課題 1 » カヴァードホームの戦いの抜粋で、一行に具体的な指示が出ていないのはなぜか。抜粋の中で守備兵が述べている理由を説明せよ。
課題 2 » カヴァードホームの戦いの抜粋を、最後の台詞の後から書き継げ。

抜粋 »
>>

サヴェッジ・フロンティアDR1235
第二章 カヴァードホームの戦い
「戦場の英雄」
●戦火の街
遺跡から街の地下に戻り、シティホールへと戻ってきた一行。
その一行を一人の守備兵が待っていた。
守備兵 : おかえりなさい!
守備兵: 例のアンデット騒ぎは、皆さんがなんとかしてくださったのですね
イノーラ: ただいま
ダーマン: 一応はそうなるかな
ダーマン: 皆はやはり出ているのですか?
守備兵: はい
守備兵: 私はみなさんへの伝言のために
守備兵: ここに残されました
ウルテン: 戦況はどうだい
守備兵: はい、簡単にですが、そこのテーブルの上の書類に書いてあります
守備兵: みなさんへの伝言を
守備兵: 伝えたら、私は行かなければなりません
ダーマン: しかし、また厄介な事が判明した
ダーマン: 東側か…
ダーマン: 南はあの連中だな
テーブルの上の書類には、現在の戦況が書かれている。
守備兵: アンデットが沈静化したところをみると、皆さんの作戦は成功したようだとのことで
守備兵: 疲れているところ申し訳ないのですが、ホーム防衛のために
守備兵: 戦線に参加して欲しい、とのことです
ハンベイ: 厄介なことだ
ダーマン: もちろんだ。具体的に指示など出ているかな?
守備兵: いえ、皆さんがどのような状況で帰還されるかわからないので
守備兵: そこは皆さんの判断に任せる、とのことです
ダーマン: ふうむ
ダーマン: 現在の戦況は?

<<

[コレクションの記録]
>>

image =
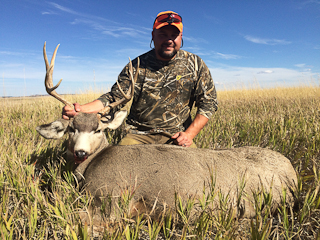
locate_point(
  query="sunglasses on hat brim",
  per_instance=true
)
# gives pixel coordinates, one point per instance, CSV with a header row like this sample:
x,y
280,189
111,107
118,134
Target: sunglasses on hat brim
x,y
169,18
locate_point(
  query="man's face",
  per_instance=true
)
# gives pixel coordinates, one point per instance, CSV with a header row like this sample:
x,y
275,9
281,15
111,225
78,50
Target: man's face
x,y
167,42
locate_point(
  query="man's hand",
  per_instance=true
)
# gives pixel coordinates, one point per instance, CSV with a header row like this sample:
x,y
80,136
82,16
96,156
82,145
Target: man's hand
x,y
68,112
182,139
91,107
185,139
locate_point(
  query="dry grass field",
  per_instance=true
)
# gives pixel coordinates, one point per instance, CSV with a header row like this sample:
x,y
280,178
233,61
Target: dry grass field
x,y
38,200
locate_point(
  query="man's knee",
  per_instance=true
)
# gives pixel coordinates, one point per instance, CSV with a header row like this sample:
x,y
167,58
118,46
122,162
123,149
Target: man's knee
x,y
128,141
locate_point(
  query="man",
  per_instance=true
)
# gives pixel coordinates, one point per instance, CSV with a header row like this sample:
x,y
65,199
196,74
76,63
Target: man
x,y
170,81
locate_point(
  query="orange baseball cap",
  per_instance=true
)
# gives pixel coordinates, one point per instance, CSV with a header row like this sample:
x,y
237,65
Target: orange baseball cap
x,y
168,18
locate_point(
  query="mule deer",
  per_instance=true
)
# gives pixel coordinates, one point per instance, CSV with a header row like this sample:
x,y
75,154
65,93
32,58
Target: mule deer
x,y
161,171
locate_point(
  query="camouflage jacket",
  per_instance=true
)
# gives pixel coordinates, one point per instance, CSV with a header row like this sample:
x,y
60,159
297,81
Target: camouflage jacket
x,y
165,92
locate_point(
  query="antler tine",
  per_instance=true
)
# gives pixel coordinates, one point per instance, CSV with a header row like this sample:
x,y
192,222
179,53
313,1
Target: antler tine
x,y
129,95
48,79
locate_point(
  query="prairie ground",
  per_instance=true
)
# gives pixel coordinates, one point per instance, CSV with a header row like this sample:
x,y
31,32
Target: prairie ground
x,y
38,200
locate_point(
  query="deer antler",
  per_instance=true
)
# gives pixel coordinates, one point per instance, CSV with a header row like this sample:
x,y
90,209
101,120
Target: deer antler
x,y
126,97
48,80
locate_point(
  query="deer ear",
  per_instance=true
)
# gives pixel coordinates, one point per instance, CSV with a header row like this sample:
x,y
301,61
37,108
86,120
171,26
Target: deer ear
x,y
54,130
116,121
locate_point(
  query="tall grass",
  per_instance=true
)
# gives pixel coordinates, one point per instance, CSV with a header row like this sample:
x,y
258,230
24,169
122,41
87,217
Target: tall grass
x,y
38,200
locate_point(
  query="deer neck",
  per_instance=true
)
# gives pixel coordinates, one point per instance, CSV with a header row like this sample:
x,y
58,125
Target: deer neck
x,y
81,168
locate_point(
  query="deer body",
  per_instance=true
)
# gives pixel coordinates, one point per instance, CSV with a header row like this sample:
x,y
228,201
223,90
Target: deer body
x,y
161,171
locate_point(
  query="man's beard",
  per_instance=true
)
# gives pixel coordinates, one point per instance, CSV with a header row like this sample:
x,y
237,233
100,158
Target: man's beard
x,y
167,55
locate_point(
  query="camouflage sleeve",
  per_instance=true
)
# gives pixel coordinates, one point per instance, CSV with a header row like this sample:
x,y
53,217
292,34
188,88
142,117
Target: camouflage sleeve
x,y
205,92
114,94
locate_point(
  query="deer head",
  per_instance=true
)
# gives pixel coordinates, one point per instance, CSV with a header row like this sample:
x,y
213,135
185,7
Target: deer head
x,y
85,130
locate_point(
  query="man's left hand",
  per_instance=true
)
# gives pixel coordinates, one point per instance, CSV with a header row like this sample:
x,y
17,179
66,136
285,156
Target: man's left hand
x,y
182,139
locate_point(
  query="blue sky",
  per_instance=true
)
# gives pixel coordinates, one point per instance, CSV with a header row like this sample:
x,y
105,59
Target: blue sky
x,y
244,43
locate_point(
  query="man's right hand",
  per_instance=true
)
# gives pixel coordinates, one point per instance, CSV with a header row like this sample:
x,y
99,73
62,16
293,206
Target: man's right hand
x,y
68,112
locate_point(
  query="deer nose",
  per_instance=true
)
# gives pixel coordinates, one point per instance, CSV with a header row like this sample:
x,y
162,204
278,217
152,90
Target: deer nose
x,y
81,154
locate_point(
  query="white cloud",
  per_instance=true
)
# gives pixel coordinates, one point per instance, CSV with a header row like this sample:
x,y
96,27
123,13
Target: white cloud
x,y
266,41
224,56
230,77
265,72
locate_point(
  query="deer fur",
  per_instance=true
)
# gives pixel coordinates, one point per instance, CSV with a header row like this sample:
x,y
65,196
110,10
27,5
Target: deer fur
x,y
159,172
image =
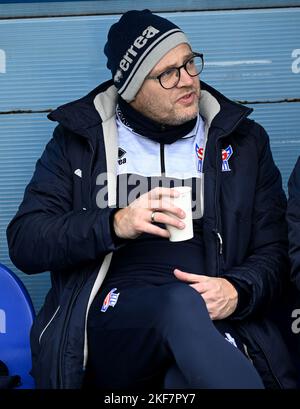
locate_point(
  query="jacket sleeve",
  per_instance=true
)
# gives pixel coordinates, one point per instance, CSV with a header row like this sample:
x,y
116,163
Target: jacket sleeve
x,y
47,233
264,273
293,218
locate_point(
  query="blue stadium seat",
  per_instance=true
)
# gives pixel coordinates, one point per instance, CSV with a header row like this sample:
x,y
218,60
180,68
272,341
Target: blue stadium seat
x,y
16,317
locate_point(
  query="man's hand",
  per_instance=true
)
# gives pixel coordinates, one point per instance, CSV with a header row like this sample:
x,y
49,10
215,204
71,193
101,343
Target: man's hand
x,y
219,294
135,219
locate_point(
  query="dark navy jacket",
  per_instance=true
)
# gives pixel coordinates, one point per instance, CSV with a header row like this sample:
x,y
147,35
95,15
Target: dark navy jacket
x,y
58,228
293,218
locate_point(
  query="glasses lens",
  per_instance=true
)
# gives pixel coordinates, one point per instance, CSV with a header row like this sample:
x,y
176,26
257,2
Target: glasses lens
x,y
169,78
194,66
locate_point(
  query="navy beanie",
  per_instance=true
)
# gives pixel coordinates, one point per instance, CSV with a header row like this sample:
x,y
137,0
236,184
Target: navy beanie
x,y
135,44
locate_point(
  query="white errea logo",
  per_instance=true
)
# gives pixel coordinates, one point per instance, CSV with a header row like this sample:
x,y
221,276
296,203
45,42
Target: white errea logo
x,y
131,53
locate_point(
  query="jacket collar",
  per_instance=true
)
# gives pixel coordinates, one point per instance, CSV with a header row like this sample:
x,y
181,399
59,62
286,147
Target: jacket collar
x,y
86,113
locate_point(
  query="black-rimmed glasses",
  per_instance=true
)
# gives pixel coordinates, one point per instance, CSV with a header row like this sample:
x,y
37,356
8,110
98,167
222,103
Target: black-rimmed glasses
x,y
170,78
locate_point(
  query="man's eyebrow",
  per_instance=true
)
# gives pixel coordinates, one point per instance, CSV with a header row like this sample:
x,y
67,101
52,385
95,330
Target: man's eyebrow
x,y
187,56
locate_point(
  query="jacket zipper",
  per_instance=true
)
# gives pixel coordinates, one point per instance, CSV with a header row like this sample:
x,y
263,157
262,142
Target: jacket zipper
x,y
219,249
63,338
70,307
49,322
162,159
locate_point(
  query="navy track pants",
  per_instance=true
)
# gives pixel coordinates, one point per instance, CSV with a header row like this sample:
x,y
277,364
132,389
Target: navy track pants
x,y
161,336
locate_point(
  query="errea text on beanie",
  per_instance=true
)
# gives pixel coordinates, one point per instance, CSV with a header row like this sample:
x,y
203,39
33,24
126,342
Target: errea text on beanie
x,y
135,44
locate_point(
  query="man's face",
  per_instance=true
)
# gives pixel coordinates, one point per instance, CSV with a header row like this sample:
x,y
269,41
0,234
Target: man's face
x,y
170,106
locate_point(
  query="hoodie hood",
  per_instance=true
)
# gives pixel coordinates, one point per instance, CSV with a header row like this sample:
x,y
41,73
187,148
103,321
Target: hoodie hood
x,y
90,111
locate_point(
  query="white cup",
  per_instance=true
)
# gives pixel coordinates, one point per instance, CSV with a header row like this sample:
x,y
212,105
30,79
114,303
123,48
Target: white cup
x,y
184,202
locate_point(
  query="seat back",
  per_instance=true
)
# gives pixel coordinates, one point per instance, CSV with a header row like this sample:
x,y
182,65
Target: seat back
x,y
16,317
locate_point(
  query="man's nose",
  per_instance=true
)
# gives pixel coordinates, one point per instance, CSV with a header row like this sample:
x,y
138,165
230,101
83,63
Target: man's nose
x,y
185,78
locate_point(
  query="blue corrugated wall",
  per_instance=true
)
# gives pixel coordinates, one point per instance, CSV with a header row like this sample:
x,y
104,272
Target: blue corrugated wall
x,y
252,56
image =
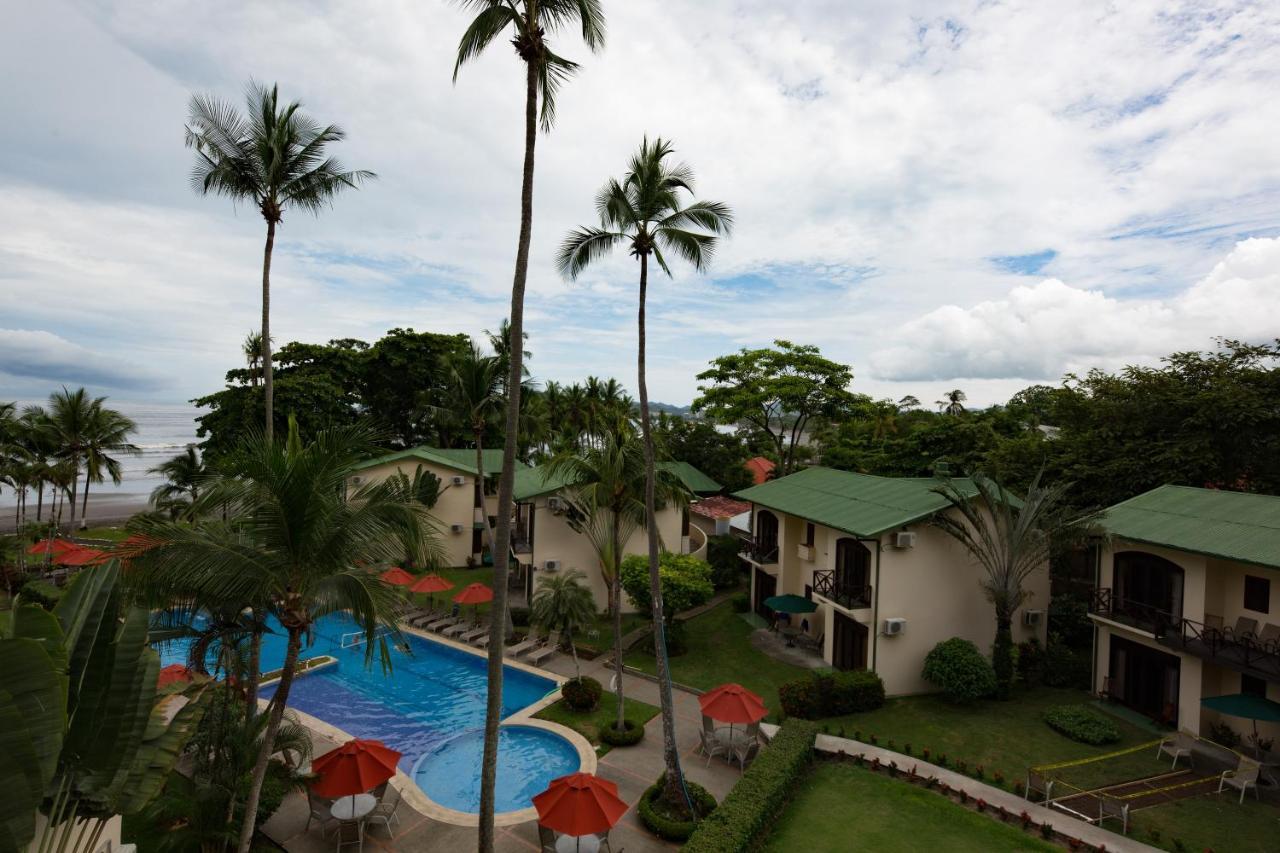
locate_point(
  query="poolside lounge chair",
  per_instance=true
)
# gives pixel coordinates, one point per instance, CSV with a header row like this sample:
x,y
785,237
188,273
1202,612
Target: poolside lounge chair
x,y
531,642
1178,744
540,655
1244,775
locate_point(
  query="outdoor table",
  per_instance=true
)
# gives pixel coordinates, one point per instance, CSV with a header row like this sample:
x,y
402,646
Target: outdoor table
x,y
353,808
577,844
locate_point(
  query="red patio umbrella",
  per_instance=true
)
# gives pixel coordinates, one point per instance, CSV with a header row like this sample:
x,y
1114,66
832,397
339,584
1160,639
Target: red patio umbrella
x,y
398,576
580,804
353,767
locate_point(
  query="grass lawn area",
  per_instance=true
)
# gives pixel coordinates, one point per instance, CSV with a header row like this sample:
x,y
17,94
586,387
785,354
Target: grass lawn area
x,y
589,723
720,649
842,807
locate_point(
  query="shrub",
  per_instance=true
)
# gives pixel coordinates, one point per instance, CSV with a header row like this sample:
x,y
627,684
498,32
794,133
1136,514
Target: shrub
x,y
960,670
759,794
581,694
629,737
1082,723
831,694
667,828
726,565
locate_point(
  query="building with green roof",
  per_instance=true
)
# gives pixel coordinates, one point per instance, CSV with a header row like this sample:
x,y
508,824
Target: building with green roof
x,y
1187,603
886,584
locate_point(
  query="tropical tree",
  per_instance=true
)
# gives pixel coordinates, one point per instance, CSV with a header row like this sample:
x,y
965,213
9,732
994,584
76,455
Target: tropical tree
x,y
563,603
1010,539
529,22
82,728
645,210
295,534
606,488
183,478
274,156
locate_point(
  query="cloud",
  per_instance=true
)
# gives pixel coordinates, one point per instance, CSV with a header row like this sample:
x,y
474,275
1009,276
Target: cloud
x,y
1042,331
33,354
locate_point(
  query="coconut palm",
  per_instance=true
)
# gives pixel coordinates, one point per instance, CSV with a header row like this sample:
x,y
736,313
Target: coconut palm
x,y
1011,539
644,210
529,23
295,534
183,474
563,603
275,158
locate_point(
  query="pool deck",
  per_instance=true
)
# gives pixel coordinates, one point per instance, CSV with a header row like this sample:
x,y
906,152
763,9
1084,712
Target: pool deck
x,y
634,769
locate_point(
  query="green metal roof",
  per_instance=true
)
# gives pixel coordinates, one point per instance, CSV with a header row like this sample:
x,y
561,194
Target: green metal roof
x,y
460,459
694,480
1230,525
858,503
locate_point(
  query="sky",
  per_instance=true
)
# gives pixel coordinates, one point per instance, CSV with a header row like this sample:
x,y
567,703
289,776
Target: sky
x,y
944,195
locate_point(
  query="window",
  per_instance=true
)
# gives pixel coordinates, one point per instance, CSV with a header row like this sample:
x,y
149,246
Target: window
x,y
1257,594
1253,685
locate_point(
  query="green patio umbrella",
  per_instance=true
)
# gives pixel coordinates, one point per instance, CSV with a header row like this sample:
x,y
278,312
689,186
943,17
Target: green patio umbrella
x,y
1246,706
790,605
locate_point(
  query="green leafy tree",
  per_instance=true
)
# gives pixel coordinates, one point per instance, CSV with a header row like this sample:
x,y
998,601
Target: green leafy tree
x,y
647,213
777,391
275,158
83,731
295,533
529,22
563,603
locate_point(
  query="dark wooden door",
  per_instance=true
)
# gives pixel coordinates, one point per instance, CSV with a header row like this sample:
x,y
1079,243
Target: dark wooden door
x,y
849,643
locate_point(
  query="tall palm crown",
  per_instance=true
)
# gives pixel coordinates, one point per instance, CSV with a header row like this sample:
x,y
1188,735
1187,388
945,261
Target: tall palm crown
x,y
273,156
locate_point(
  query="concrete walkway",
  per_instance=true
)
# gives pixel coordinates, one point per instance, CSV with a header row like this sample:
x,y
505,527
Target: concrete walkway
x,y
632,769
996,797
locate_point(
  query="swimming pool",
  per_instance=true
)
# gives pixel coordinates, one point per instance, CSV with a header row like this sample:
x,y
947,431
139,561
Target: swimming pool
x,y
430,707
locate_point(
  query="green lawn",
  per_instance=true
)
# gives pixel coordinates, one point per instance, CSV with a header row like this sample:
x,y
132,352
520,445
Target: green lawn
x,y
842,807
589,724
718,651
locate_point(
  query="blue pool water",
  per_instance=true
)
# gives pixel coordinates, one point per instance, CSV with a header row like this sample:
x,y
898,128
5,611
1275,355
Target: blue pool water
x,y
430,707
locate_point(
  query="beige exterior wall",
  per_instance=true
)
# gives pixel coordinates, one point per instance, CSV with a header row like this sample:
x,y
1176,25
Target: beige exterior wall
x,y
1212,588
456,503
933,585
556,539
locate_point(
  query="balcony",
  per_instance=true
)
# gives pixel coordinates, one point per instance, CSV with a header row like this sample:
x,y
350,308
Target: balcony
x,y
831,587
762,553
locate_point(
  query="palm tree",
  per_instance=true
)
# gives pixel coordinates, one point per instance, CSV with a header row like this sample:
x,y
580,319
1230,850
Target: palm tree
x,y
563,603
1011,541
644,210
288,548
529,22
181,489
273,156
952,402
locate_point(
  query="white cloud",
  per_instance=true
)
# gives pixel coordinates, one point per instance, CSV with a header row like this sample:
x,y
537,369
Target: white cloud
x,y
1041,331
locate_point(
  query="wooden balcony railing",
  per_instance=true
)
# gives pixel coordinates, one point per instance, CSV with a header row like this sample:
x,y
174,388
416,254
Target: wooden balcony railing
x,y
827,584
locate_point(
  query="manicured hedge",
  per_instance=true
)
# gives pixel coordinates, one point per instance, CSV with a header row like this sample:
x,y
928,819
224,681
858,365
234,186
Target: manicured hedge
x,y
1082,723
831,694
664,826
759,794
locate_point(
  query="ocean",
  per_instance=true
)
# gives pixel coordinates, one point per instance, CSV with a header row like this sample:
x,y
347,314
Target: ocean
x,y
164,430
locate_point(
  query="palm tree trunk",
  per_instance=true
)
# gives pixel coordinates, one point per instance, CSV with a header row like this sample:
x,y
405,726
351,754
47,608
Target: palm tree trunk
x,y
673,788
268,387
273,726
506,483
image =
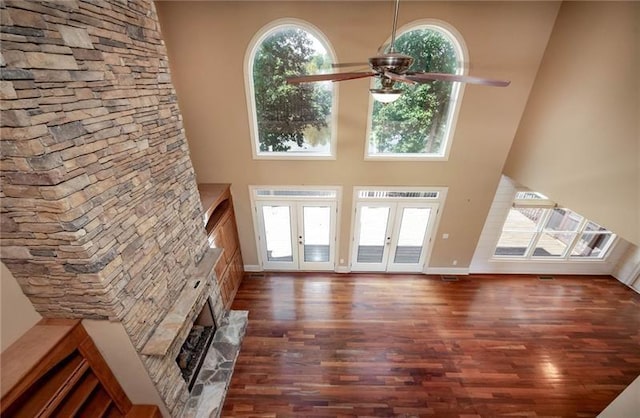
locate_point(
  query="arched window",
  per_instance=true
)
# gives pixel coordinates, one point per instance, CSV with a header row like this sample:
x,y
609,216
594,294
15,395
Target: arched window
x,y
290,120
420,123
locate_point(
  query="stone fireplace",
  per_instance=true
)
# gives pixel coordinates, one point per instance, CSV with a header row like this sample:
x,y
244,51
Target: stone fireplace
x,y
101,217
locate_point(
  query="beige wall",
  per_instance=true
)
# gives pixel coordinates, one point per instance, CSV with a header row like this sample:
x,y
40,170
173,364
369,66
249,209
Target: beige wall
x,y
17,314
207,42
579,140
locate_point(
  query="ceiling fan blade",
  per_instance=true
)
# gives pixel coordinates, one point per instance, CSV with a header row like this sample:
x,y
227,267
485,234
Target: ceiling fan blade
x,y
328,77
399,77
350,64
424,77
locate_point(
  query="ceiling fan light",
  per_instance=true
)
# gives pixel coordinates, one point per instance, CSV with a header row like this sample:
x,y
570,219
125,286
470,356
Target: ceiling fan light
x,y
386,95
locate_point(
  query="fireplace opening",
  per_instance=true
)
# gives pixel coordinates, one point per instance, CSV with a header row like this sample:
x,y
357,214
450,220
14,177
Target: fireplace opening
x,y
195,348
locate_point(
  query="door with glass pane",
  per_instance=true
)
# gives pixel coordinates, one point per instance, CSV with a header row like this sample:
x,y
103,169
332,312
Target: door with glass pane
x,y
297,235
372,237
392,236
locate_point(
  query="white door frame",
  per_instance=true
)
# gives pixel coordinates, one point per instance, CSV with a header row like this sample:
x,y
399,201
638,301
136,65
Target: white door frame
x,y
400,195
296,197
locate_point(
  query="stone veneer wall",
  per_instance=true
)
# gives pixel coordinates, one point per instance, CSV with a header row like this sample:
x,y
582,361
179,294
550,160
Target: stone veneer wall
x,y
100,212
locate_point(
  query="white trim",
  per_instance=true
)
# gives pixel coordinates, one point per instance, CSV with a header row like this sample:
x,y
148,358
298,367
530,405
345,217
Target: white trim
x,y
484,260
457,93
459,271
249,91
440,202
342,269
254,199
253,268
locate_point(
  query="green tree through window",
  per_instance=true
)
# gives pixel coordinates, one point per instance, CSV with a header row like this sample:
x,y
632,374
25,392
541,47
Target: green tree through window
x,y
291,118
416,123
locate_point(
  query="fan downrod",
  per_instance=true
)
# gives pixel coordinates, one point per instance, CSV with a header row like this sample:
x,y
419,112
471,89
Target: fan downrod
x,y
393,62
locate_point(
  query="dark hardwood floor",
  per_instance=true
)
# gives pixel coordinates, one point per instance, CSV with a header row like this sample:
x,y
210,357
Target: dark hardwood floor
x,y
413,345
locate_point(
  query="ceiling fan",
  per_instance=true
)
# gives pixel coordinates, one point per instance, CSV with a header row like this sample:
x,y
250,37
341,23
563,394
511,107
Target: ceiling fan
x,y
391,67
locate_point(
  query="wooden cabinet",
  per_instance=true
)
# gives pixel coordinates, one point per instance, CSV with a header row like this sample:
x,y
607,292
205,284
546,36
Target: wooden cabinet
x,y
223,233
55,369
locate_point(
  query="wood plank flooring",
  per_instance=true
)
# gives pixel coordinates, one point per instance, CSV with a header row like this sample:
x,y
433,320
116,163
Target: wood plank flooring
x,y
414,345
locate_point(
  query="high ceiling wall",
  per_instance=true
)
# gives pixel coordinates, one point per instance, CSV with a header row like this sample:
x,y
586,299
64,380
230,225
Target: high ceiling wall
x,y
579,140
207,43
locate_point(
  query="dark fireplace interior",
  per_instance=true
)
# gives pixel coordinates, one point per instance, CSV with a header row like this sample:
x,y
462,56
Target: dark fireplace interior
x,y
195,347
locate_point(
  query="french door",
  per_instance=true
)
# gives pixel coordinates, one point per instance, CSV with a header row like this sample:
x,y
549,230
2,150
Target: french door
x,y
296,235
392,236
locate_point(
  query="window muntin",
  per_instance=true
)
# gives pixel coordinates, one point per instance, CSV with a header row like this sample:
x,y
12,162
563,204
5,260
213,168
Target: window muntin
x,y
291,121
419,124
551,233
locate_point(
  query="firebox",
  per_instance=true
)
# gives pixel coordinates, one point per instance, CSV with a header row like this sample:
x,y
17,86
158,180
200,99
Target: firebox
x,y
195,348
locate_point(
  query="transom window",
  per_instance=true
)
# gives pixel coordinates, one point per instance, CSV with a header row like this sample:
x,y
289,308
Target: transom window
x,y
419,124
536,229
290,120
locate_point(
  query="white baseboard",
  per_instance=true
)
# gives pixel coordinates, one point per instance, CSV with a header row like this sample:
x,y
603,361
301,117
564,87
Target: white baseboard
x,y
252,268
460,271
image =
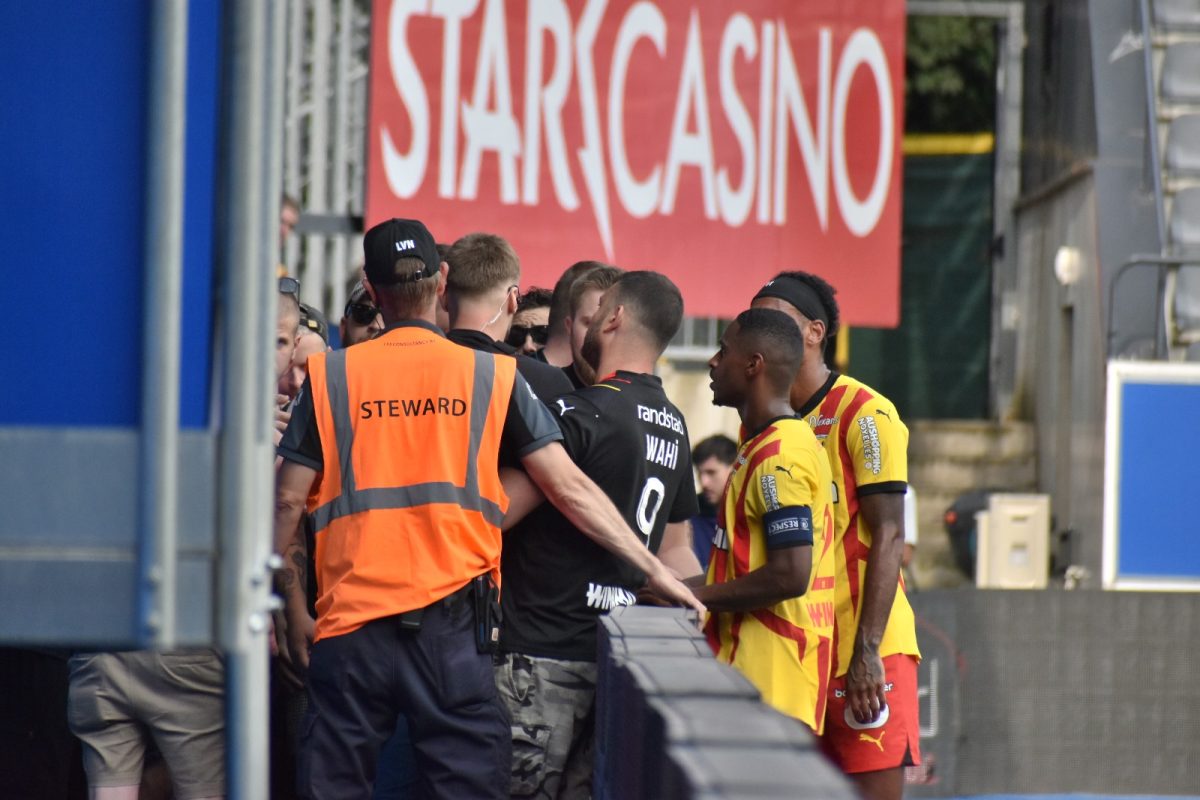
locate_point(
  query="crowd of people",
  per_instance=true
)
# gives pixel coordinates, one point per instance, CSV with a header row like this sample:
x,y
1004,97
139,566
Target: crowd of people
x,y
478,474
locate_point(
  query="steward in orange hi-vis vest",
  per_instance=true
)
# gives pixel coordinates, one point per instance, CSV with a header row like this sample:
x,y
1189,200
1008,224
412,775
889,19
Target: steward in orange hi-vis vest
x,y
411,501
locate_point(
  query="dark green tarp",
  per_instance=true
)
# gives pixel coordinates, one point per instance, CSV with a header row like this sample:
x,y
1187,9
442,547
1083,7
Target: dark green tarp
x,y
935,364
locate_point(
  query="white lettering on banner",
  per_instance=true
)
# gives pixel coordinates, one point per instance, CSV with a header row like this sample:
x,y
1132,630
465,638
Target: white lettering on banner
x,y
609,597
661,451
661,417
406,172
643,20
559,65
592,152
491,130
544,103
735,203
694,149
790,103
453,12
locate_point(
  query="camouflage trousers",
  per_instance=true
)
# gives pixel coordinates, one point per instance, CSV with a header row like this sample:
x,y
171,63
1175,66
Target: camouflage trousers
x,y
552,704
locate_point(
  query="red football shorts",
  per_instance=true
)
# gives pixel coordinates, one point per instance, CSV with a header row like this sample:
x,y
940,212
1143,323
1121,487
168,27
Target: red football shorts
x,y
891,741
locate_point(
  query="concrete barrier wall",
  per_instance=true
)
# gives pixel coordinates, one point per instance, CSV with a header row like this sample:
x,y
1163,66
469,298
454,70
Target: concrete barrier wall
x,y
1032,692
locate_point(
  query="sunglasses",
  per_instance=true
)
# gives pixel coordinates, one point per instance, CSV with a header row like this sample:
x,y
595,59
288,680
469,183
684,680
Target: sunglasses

<<

最終回答 1 » 一行がどのような状況で帰還するかわからなかったからです。そのため、どう動くかは一行の判断に任せる、という伝言になっていました。

最終回答 2 »
守備兵: 現在はクロウィンさんが
守備兵: 街中での混乱を沈静化させ、東側に兵力を移動中
守備兵: 敵は東に陣を張っているようです。そこから波状的に攻撃してきます
守備兵: 南側へ敵が回りこんできた様子はありません
守備兵: 北側は市民数人に見張りを頼んで、全員が東に移動済みです
グロック: どーするか
イノーラ: ボーっとしてる時間はあまりなさそうだな
グロック: たぶん、ひがしはもんだいない
守備兵: どこに向かうか決めていただければ
守備兵: それをクロウィンさんに伝令します
グロック: あいつらころせるならどこでもいいぞ
ハンベイ: 北に回り込まれるような気配はあるのだろうか?
守備兵: 北側はありえないんじゃないでしょうか…私見ですが
守備兵: デリンピーアが増水していて
守備兵: あの河を船でのんびり渡ってきたら
守備兵: 市民にだって見つかりますし
守備兵: 渡り終えるまえに迎撃準備ができるかと思いますが
ダーマン: まあ、早期警戒が効くなら今は捨て置くしかないでしょう。人員が足り無すぎる
守備兵: 特になければ東側に参戦していただければ問題ないかと思いますが…
ダーマン: そう言う事なら東ですかね
グロック: じゃ、それでいこう
イノーラ: なら急がないとな
守備兵: わかりました。では、そのように伝えておきます
守備兵は伝令のために走って行った。
ダーマン: 補充できれば良いんですがあまり時間はなさそうですね
ハンベイ: 活用できるなら活用したほうがよかろう
●戦場へ
一行は東側の味方陣営で配置についた。
周辺にはブラッドアックス傭兵団の一部隊がいる。
今回の騒ぎでサンダバールに戻れなくなってしまった部隊である。
ロウラン: なにか用か?
グロック: 一緒にカヴァードホームを守ろう!
ロウラン: そのつもりでここにいるんだ。お互い一匹でもオークを殺してから死にたいもんだな。
グロック: しぬきか
ブラッドアックス傭兵団には見知った顔がいた。名も無き村から一緒に逃げてきたロウランである。
リックを殺され、家を焼かれ、村を失った彼はオークへの復讐のため傭兵団に参加したのだ。
グロック: このばしょで、いいのか?
ウルテン: !
と、ここで敵の第一陣が岩場から現れた。
防衛柵を使いながら、一行含むカヴァードホーム軍は戦って撃退する。
ウルテン: こっちは見張っておいたほうがよさそうだな
グロック: じんちのばしょ、ちがうな
ウルテン: ?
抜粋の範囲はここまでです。